[Some records]
>>>
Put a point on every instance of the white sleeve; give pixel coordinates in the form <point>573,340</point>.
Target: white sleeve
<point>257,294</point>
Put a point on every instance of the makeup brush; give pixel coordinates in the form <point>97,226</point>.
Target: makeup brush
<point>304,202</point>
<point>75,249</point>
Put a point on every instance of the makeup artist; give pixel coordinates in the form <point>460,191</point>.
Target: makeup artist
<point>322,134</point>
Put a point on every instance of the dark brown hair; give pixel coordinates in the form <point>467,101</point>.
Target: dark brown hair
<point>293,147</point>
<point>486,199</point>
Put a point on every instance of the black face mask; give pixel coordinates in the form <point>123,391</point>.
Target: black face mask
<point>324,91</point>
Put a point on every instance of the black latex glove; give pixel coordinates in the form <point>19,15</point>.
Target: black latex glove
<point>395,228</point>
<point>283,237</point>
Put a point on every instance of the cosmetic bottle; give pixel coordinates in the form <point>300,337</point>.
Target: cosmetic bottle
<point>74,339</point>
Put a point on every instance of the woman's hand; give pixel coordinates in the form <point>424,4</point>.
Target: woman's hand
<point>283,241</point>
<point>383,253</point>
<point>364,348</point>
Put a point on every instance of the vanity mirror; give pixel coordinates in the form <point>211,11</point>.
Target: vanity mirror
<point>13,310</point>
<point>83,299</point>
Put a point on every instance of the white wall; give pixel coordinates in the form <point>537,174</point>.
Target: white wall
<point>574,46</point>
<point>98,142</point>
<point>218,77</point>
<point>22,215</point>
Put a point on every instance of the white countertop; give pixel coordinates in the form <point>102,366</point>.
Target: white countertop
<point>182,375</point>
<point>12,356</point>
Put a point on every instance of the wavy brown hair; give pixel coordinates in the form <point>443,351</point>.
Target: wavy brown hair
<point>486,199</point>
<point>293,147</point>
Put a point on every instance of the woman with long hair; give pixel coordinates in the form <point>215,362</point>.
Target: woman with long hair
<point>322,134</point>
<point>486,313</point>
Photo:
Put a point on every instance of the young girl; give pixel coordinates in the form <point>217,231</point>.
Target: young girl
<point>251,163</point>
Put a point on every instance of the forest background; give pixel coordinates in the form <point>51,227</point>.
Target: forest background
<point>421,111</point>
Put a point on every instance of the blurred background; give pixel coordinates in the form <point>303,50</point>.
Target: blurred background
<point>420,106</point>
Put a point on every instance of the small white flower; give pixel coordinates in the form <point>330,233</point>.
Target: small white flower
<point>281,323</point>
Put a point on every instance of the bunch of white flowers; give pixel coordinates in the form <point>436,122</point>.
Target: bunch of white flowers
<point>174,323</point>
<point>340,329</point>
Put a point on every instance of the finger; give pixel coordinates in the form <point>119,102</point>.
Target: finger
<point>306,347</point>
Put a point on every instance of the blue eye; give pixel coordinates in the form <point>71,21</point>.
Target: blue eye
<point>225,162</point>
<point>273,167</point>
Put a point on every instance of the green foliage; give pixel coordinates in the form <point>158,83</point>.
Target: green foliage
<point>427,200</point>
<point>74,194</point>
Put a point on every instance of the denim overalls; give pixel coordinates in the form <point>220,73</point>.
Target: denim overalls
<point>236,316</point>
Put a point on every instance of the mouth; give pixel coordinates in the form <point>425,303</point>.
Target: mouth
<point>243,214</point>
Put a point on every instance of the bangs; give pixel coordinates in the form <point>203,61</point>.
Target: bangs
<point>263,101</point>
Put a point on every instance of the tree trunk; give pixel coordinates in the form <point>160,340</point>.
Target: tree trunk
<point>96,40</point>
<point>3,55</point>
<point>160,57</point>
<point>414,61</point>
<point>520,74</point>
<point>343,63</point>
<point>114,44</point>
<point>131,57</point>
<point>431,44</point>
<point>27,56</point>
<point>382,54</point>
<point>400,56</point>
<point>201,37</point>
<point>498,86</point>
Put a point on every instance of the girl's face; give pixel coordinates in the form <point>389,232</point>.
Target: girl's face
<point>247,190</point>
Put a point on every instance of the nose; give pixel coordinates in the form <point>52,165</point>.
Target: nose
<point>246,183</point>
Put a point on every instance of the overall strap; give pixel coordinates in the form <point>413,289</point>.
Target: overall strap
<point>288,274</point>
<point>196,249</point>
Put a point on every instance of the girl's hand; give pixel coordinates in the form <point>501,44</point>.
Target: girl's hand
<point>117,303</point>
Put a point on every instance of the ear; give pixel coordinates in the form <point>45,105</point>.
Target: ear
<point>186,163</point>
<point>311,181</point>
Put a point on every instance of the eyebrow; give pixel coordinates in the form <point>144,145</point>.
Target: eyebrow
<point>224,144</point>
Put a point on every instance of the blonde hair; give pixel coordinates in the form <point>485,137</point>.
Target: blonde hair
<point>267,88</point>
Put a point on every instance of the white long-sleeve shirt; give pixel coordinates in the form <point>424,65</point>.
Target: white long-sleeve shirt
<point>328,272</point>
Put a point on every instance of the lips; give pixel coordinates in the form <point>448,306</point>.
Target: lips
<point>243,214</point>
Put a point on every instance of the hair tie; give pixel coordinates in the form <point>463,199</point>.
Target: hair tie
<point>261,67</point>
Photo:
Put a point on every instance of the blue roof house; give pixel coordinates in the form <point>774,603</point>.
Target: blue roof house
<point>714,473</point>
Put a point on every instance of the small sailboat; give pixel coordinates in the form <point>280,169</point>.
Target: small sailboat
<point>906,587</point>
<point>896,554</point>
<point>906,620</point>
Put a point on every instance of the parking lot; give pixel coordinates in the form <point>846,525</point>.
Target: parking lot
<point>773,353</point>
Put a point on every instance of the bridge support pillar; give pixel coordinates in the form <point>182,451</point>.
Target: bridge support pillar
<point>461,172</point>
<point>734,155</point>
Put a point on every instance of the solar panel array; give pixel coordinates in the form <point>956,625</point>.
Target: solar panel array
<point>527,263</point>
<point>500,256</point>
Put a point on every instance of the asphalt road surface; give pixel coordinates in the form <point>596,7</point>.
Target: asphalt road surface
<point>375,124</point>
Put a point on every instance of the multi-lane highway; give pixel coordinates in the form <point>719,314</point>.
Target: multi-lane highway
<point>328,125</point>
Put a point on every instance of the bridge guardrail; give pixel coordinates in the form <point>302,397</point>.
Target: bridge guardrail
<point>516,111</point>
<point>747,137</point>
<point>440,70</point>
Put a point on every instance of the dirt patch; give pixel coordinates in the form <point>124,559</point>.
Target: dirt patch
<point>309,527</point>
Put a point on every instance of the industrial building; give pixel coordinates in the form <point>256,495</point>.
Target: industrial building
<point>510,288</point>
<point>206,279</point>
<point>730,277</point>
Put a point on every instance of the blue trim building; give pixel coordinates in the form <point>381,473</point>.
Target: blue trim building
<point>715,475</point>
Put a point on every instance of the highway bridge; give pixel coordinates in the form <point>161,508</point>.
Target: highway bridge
<<<
Write out every record verbatim.

→ **OUTPUT FOR THIS EXERCISE**:
Put a point on every instance of the white sleeve; give pixel coordinates in the form <point>573,340</point>.
Target: white sleeve
<point>257,294</point>
Put a point on every instance of the makeup brush; give pixel coordinates in the form <point>97,226</point>.
Target: makeup brush
<point>304,202</point>
<point>75,249</point>
Put a point on every instance of the makeup artist; give pixel coordinates in the form <point>460,191</point>.
Target: makeup artist
<point>322,134</point>
Put a point on every instance of the dark brown hair; give pixel coordinates in the form <point>467,101</point>.
Target: dark brown hair
<point>293,147</point>
<point>486,199</point>
Put a point on every instance of the black face mask; give pixel coordinates in the form <point>123,391</point>.
Target: black face mask
<point>324,91</point>
Put a point on every instance of the black latex glove; give pixel coordinates in the form <point>19,15</point>.
Target: black latex glove
<point>395,228</point>
<point>283,237</point>
Put a point on every instance of the cosmetic bottle; give pixel coordinates in the form <point>300,337</point>.
Target: cosmetic bottle
<point>74,339</point>
Put a point on every instance of the woman's hand; give pixel coordinates in the form <point>424,4</point>.
Target: woman's hand
<point>283,241</point>
<point>383,253</point>
<point>364,348</point>
Put a point on every instance of the vanity mirror; give pixel coordinates in the form <point>211,11</point>.
Target: vanity mirror
<point>13,310</point>
<point>83,299</point>
Put a point on every instance of the white wall; give pixel coordinates in the form <point>537,174</point>.
Target: white wall
<point>574,46</point>
<point>98,142</point>
<point>218,77</point>
<point>22,215</point>
Put a point on every instance of the white countertop; give pixel coordinates in the form <point>102,366</point>.
Target: white countertop
<point>182,375</point>
<point>12,356</point>
Put a point on every instance of the wavy brown hair; give pixel coordinates in the form <point>443,351</point>.
Target: wavy brown hair
<point>486,199</point>
<point>293,147</point>
Put a point on every instance of the woman with long hair; give pixel coordinates in the form <point>215,362</point>.
Target: woman with long hair
<point>322,134</point>
<point>486,313</point>
Photo:
Put a point on every instance of the young girl; give pixel coordinates in the form <point>217,231</point>.
Target: young girl
<point>251,163</point>
Put a point on every instance of the forest background; give pixel coordinates in the form <point>51,227</point>.
Target: forest background
<point>421,111</point>
Put a point on every instance of the blurred background; give pixel coordinates in the form <point>303,50</point>.
Target: blurred background
<point>420,106</point>
Put a point on every instance of the small white flower; give pixel coordinates in the form <point>330,233</point>.
Target: small white flower
<point>281,323</point>
Put a point on every instance of the bunch of white flowers; give pixel coordinates in the form <point>436,122</point>.
Target: bunch of white flowers
<point>174,323</point>
<point>340,329</point>
Put a point on every instance of the finger; give pixel coordinates in the form <point>119,102</point>.
Target: finger
<point>306,347</point>
Put a point on every instance of the blue eye; give pixel coordinates in the form <point>71,21</point>.
Target: blue eye
<point>225,162</point>
<point>273,167</point>
Put a point on every instance of the green foliage; give pixel coordinates in the form <point>158,83</point>.
Target: green foliage
<point>427,200</point>
<point>74,194</point>
Put a point on every instance of the denim overalls; give pixel coordinates in the form <point>220,73</point>.
Target: denim overalls
<point>236,316</point>
Put a point on every instance of the mouth; give pixel coordinates in the form <point>425,303</point>.
Target: mouth
<point>243,214</point>
Put a point on every instance of the bangs; give pixel coordinates in the form <point>203,61</point>.
Target: bangs
<point>263,101</point>
Put a point on every instance of the tree trunk; give pixel coordinates in the form <point>160,340</point>.
Target: tree trunk
<point>96,40</point>
<point>3,55</point>
<point>160,57</point>
<point>414,61</point>
<point>520,74</point>
<point>343,63</point>
<point>114,44</point>
<point>131,57</point>
<point>431,44</point>
<point>27,56</point>
<point>382,54</point>
<point>400,56</point>
<point>201,37</point>
<point>498,86</point>
Put a point on every instance of the girl's face; give pixel coordinates in the form <point>389,232</point>.
Target: girl's face
<point>247,190</point>
Put a point on every instance of the nose; give pixel coordinates in the form <point>52,165</point>.
Target: nose
<point>246,183</point>
Put a point on every instance of the overall strap; give pixel coordinates in the form <point>413,289</point>.
Target: overall strap
<point>288,274</point>
<point>196,249</point>
Put a point on every instance of the girl's hand; give pixel coordinates in the form <point>501,44</point>.
Target: girl's hand
<point>117,303</point>
Put a point on every instance of the ear; give pixel coordinates in the form <point>45,105</point>.
Target: ear
<point>186,163</point>
<point>311,181</point>
Put a point on every instance of the eyebrow; give pixel coordinates in the form <point>144,145</point>.
Target: eyebrow
<point>224,144</point>
Put a point on every instance of the blonde hair; give pixel coordinates in the form <point>485,137</point>.
Target: blonde hair
<point>267,88</point>
Put a point on every instance of the white long-sleeve shirt; give pixel coordinates in the form <point>424,65</point>.
Target: white long-sleeve shirt
<point>328,272</point>
Put a point on every instance of the lips; give pixel coordinates in the form <point>448,306</point>.
Target: lips
<point>243,214</point>
Put a point on every instance of the hair tie; give pixel coordinates in the form <point>463,199</point>.
Target: hair tie
<point>261,67</point>
Photo:
Put a point on every instance of the blue roof house; give pixel coordinates in the form <point>774,603</point>.
Target: blue roof house
<point>714,473</point>
Put a point on every instance of the small sailboat; give pixel coordinates in the form <point>280,169</point>.
Target: small sailboat
<point>906,587</point>
<point>896,554</point>
<point>906,620</point>
Put a point on every instance of the parking lot; give pixel coordinates in the form <point>846,525</point>.
Target: parking lot
<point>773,353</point>
Put a point on every instance of the bridge support pillar; give pixel coordinates in the form <point>182,451</point>.
Target: bridge support pillar
<point>461,172</point>
<point>734,155</point>
Put a point on every instance of the solar panel array; give pixel coordinates in the form <point>956,625</point>.
Target: solar panel array
<point>527,263</point>
<point>500,256</point>
Put a point on every instance of the asphalt road surface; give pixel coordinates in the form <point>596,7</point>.
Target: asphalt road surface
<point>375,124</point>
Put a point on every instance of the multi-lane highway; give pixel coordinates in the form <point>719,314</point>.
Target: multi-lane highway
<point>328,125</point>
Put a point on every instance of the bridge guardrail; give pixel coordinates in the form <point>302,397</point>.
Target: bridge guardrail
<point>516,111</point>
<point>747,137</point>
<point>440,70</point>
Put a point on every instance of the dirt patch; give pixel coordinates in the form <point>124,559</point>.
Target: dirt patch
<point>309,527</point>
Put a point on every instance of the industrial building; give pixel coordinates in the form <point>256,495</point>.
Target: industrial building
<point>510,288</point>
<point>206,279</point>
<point>730,277</point>
Put a point on every instance of the blue trim building; give pixel coordinates in the form <point>381,473</point>.
Target: blue trim building
<point>715,475</point>
Put a point on every instance of the highway bridge; give pixel coordinates in the form <point>161,508</point>.
Target: highway bridge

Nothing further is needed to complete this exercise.